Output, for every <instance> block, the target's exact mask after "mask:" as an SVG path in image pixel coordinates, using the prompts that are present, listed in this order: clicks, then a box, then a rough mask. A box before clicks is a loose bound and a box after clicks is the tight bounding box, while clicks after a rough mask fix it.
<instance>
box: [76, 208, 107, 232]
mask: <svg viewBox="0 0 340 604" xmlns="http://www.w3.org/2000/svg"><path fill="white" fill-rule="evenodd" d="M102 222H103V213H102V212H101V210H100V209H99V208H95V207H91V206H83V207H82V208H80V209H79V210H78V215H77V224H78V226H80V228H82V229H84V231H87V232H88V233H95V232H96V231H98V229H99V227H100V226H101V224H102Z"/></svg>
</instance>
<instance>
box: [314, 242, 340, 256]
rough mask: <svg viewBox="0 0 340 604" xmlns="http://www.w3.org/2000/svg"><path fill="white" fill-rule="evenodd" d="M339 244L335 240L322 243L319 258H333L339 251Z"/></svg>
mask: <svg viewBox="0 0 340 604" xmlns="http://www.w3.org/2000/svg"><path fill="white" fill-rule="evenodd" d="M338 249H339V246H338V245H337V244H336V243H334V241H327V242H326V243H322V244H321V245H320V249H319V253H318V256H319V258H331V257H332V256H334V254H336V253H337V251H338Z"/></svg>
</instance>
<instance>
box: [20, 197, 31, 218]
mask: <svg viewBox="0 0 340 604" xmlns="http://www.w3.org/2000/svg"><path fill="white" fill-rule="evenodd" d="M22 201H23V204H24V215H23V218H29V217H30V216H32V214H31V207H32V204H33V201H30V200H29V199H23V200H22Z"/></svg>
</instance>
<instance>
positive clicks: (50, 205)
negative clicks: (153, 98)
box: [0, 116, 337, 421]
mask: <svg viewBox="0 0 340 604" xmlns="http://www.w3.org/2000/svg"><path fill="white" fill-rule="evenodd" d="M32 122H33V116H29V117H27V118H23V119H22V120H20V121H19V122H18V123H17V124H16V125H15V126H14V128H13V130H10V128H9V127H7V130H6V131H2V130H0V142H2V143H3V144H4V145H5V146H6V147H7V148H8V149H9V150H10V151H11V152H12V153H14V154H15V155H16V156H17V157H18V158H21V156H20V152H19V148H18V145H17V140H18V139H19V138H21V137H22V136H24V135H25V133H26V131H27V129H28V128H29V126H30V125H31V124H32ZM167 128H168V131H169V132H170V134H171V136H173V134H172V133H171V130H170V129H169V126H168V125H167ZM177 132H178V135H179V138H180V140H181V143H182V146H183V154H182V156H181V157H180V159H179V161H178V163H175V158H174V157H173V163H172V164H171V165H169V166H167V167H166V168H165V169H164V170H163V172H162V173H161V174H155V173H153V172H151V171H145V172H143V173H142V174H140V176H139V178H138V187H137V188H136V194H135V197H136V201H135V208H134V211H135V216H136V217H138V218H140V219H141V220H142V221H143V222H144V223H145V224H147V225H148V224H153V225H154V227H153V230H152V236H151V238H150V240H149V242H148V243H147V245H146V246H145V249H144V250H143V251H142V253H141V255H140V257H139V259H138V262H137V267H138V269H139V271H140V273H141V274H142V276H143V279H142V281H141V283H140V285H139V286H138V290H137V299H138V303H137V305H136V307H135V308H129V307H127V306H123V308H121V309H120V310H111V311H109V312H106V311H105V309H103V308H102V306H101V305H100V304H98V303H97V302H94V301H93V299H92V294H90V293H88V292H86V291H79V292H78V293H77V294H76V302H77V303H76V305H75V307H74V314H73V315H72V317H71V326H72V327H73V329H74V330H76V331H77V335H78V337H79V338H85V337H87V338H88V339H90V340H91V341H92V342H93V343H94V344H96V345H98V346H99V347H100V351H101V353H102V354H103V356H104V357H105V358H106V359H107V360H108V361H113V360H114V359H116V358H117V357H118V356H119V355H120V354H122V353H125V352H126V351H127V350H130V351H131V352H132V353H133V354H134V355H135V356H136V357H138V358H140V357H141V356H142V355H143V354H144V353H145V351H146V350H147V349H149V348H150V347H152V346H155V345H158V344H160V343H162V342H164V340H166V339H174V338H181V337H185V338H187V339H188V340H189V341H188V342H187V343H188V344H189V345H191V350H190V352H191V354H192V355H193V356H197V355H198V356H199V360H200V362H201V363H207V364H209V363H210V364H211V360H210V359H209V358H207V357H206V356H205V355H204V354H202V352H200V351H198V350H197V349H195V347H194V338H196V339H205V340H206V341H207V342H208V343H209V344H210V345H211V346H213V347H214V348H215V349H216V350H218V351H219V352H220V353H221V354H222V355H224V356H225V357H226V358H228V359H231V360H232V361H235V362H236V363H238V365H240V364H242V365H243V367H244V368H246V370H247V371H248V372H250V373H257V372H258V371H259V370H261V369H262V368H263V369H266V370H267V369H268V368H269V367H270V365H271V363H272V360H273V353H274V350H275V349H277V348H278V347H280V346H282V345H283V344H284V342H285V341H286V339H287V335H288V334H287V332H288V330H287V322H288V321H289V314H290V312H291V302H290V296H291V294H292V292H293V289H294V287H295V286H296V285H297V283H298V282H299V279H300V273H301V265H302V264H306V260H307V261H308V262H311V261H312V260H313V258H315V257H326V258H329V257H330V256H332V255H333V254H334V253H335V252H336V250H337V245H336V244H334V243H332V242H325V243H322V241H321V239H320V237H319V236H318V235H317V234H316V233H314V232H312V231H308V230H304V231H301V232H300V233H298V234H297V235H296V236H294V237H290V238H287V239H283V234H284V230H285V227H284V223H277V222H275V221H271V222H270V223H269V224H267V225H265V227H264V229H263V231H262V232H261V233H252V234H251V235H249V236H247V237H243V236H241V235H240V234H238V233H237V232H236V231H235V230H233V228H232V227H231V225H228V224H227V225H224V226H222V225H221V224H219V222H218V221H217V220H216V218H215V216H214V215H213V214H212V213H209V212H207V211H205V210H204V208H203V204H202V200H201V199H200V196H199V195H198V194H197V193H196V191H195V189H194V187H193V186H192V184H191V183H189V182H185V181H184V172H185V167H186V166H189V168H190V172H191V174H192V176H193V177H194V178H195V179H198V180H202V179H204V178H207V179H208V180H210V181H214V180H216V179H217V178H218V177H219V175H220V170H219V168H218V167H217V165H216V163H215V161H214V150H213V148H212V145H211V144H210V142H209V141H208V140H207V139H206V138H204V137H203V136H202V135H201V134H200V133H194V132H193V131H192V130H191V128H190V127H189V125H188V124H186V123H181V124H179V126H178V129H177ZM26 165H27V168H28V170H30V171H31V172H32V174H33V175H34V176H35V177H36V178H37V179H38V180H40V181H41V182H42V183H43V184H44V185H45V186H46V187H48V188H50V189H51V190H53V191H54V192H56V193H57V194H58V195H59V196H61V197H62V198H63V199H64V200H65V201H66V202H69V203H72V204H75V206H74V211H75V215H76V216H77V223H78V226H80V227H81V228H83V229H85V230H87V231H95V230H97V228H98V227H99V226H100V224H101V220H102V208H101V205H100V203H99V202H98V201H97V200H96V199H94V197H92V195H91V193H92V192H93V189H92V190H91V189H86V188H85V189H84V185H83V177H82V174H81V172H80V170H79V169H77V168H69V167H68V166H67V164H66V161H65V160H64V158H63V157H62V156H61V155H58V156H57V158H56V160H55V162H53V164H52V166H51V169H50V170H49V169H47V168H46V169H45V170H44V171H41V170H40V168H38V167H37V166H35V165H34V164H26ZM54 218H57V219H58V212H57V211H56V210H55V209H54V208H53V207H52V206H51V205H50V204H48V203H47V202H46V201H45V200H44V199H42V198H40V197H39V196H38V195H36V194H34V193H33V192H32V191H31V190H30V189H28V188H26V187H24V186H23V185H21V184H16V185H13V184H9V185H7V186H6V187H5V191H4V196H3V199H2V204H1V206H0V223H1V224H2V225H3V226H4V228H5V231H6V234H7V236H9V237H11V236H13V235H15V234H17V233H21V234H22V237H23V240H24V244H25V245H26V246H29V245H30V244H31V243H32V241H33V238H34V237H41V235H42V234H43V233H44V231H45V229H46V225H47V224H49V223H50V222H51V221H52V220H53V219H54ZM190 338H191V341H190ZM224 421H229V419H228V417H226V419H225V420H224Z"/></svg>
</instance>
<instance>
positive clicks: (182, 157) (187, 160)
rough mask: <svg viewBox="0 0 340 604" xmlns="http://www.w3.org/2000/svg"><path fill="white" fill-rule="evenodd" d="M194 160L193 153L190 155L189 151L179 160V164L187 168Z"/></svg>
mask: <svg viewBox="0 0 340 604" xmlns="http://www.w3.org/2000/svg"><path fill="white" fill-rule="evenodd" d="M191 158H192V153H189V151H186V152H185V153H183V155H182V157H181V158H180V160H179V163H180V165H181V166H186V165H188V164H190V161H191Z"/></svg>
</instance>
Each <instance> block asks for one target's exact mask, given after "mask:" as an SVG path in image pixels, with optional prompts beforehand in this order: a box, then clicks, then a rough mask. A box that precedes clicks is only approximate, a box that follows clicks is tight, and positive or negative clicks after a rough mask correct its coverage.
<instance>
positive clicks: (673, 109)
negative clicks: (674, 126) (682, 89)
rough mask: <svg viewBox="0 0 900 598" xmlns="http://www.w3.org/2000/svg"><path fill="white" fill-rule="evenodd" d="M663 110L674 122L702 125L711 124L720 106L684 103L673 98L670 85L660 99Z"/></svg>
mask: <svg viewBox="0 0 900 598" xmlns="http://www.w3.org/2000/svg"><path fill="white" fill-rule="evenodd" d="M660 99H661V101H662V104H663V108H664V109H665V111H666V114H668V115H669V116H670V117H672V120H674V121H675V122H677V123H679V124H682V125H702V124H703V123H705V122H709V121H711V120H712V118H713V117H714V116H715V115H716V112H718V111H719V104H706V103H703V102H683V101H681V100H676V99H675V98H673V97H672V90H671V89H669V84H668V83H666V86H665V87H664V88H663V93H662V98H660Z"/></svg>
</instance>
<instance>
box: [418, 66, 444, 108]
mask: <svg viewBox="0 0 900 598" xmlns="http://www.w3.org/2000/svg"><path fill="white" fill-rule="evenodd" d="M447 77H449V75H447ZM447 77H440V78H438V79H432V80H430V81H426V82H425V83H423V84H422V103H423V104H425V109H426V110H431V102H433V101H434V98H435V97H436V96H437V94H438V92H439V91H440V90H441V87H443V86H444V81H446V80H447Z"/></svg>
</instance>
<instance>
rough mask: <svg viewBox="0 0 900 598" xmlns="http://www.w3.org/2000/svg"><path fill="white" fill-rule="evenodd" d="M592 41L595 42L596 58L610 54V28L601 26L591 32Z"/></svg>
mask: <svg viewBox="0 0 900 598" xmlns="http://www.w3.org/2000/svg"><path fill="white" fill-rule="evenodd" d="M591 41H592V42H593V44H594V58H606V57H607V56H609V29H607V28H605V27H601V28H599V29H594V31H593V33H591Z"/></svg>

TASK PROMPT: Copy out each line of the listing that holds the word "this".

REPLY:
Output, for every <instance> block, the target's exact mask after "mask:" as an SVG path in image pixel coordinates, using the prompts that are present, listed in this order: clicks, then a box, then a rough mask. A box before clicks is a loose bound and a box after clicks is the tight bounding box, while clicks after a rough mask fix it.
Each <instance> block asks for one target's exact mask, given after "mask:" as an SVG path in image pixels, with optional prompts beforehand in this order: a box, then clicks, then a rough mask. A box that precedes clicks is only approximate, a box that follows clicks is tight, and positive or negative clicks after a rough mask correct its coverage.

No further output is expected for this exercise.